## ACTIVITY:
Repeat every record exactly, but keep images out of the copy.

....

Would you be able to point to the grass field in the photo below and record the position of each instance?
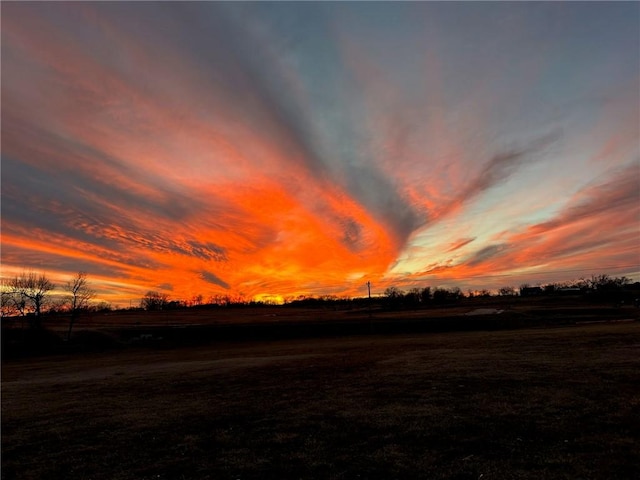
(561, 403)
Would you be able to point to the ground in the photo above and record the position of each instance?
(521, 404)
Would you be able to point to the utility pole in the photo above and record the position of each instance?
(369, 290)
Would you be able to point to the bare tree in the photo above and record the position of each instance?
(154, 300)
(79, 294)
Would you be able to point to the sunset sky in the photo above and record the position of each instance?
(280, 149)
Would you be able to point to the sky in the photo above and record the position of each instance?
(272, 150)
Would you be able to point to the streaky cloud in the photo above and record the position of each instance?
(214, 279)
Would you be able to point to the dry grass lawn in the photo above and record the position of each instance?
(526, 404)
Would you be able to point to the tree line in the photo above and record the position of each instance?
(29, 294)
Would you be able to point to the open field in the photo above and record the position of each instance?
(561, 403)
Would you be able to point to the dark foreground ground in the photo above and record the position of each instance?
(556, 403)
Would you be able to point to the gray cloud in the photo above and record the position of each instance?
(503, 165)
(487, 253)
(212, 278)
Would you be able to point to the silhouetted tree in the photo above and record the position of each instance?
(30, 291)
(79, 294)
(425, 295)
(394, 296)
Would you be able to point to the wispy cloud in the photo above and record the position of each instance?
(272, 149)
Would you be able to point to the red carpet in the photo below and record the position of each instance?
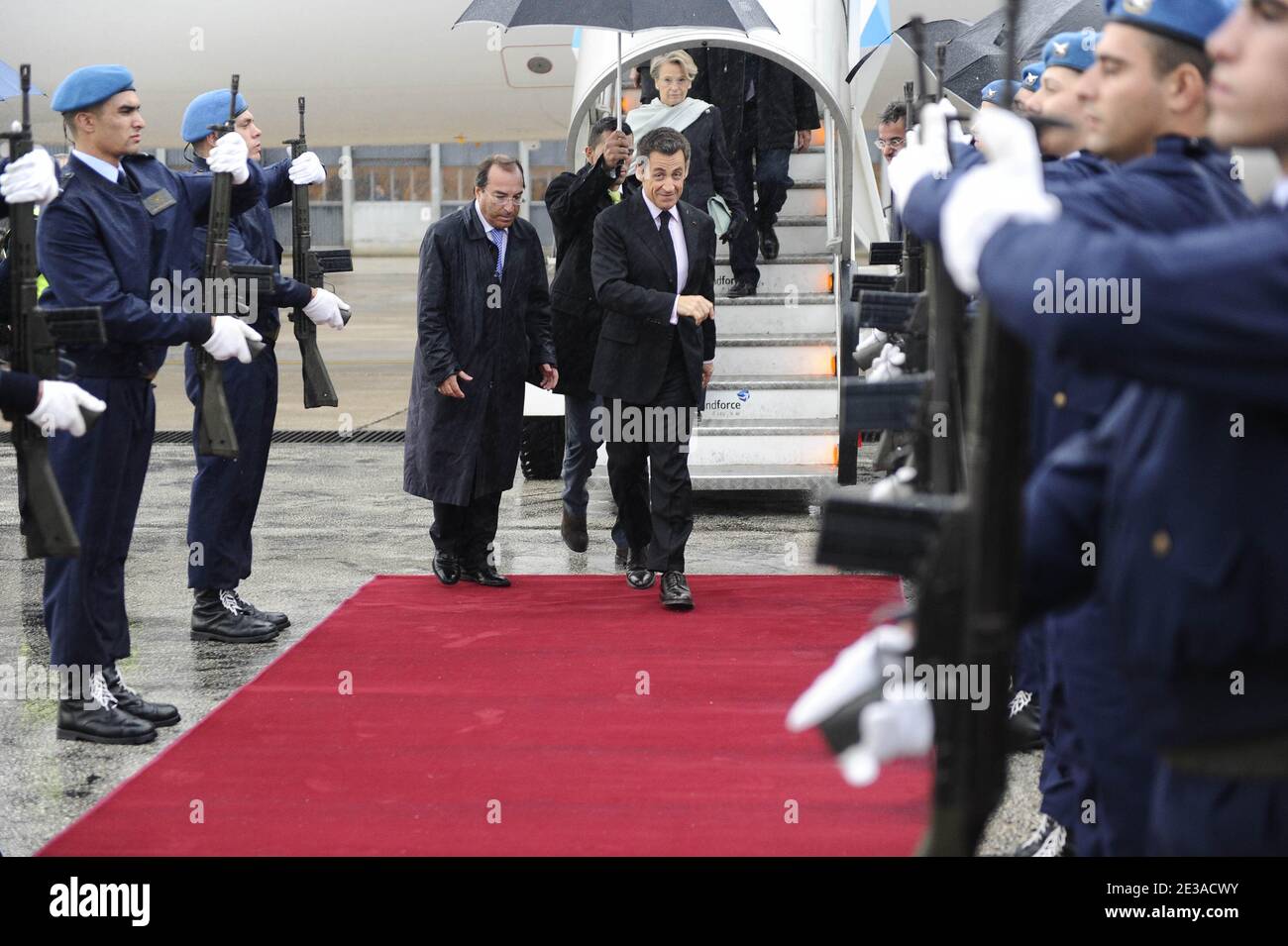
(527, 696)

....

## SOLUTION FOR THIS PROBLEM:
Would you be able to point to the grass field in the photo below and record the position of each instance?
(561, 403)
Would you be able to point to the ground in the photo above and record the position of each instance?
(521, 404)
Would you be able to point to the utility pole in the photo above and record the position of each instance?
(369, 290)
Would you be able to point to the bare tree in the photo above and record the position of each instance?
(154, 300)
(79, 294)
Would you be able to point to the sunset sky in the photo above and record the position of each instance?
(280, 149)
Would you be able to point to the sky in the photo above and record the position of each instance?
(272, 150)
Would you be able to point to the streaky cloud in the photo above and record the position of each instance?
(214, 279)
Would you be able to point to the dry grass lawn in the photo above and record the position of each instance?
(526, 404)
Would you be able to point to the tree line in the photo above and record the position of each instance?
(29, 294)
Would you be able to point to the open field in the photo above and record the position of each instance?
(561, 403)
Would you be able to point to the dark foreground ground in the photo above and record the position of each instance?
(556, 403)
Would you be able to point to the gray cloud in the photo above and record the position of each instance?
(503, 165)
(487, 253)
(212, 278)
Would you be able to point to the silhouetted tree in the photo above and record the position of each instance?
(30, 291)
(79, 294)
(425, 295)
(394, 296)
Would you be able to point to the wispy cloud in the photo above and record the position of each instance?
(272, 149)
Would you be able to point to the red carpet in the photo below and record the position of each instance?
(527, 696)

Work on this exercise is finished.